Exercise task 1: In the commentary on Rob Tapert and the Xena finale, which producer regularly interacts with fans on an official message board?
Exercise task 2: Write the next part of the commentary on Rob Tapert and the Xena finale, picking up after its final line.

Document extract:
☆ ☆ ☆
Ultimately Rob Tapert is entitled to follow his vision. He certainly shouldn't have to follow the preconceived notions of a bunch of internet fans, what self-respecting producer would?
Well, you don't have to follow the recommendation of fans and critics, but you can at least acknowledge them without dismissing them. In interviews over the seasons, the producers have seemed dismissive of any criticism of the show as the disgrunted musings of a handful of misfits. Not exactly a positive way to take criticism, is it? If you make a public product, you can be criticized. It's the nature of the business.
I would contrast Rob Tapert with Buffy producer Joss Whedon. Here is a man that regularly interacts with fans on the official Buffy message board, and was neither demeaned by the process or had his show adversely affected. Rob Tapert doesn't interact with the fans, which I think was unfortunate. It's possible he would have had a different ending had he been a quarterly (or yearly) poster on the now-defunct Xena NetForum. If he did he might have seen some of the criticism out there you describe.
The first topic you take issue with is criticism the finale was too violent. I'm sorry, but a significant contrast exists on RenPics own shows. Was Hercules' body stripped naked, decapitated, and strung up in a humiliating manner to drive home the corpse's degraded state? For that matter, was Hercules' spirit form then stripped naked (in a separate scene), and forced to kneel in abject sexual servitude to his master? No?
☆ ☆ ☆
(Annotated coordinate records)
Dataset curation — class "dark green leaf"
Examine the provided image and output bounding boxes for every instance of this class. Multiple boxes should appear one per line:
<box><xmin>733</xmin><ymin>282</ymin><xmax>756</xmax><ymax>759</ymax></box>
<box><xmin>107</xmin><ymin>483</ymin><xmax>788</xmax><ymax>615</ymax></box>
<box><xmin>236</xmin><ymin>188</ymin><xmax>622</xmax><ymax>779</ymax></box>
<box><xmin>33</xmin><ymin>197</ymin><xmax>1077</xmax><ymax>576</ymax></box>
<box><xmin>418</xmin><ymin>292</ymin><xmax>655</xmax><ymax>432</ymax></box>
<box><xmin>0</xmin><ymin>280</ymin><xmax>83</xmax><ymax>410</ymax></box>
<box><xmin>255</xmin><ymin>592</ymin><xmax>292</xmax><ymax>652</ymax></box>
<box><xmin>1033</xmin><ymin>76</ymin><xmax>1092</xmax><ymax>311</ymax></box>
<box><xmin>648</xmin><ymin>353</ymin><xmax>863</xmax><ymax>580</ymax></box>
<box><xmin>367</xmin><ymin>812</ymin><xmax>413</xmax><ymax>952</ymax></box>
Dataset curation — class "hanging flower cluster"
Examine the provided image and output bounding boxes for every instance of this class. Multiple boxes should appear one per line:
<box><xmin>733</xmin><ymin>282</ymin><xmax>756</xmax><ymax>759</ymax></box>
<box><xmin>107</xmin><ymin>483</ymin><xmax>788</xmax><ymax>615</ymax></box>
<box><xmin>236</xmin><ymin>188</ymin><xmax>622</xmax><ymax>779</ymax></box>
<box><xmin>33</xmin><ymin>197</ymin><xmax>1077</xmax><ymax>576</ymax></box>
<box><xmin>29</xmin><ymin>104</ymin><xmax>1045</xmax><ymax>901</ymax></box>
☆ ☆ ☆
Exercise response 1: Joss Whedon, the producer of Buffy.

Exercise response 2:
Pretty hard to brush off Xena's treatment as run of the mill, I think rather it is a reprise of what Rob Tapert wrote in Who's Gurkhan. Rob Tapert was quite consistent there with what he had in the finale. Xena's depiction in these episodes went against everything Xena once stood for as far as female empowerment, and how women would be portrayed in this show. Read the Whoosh episode reviews for the very first episode, Sins of the Past. One reviewer noted how in the head-walking fight scene, not one villager looked up Xena's skirt. Obviously that writing mentality changed in later seasons. ;)
The next complaint you grapple is a trend to kill off female action leads. I personally would have had no problem with Xena and Gabrielle dying for some cause, many Xenites expected this to be their demise. But Xena had a pointless death, not a noble death. There's a big difference. Xena's death was obviously a contrived insertion into a standard Xena script, her death was not a requirement of the plot by any means. This indicates laziness, and sloppiness by the writers, not closure.
The final complaint you take on is that Xena's death has an air of finality to it. While it's true Xena has died before, this death carries quite a stigma around it that previous near-death experiences haven't. Rob Tapert teed off a vast majority of the fanbase, Xenites who have pledged to never buy any more Xena merchandize, or attend Xena conventions. Furthermore, many such as myself have pledged never again to take the slightest interest in any of his future projects, and word of mouth is often what helps new television shows get off the ground. He's lost all of that.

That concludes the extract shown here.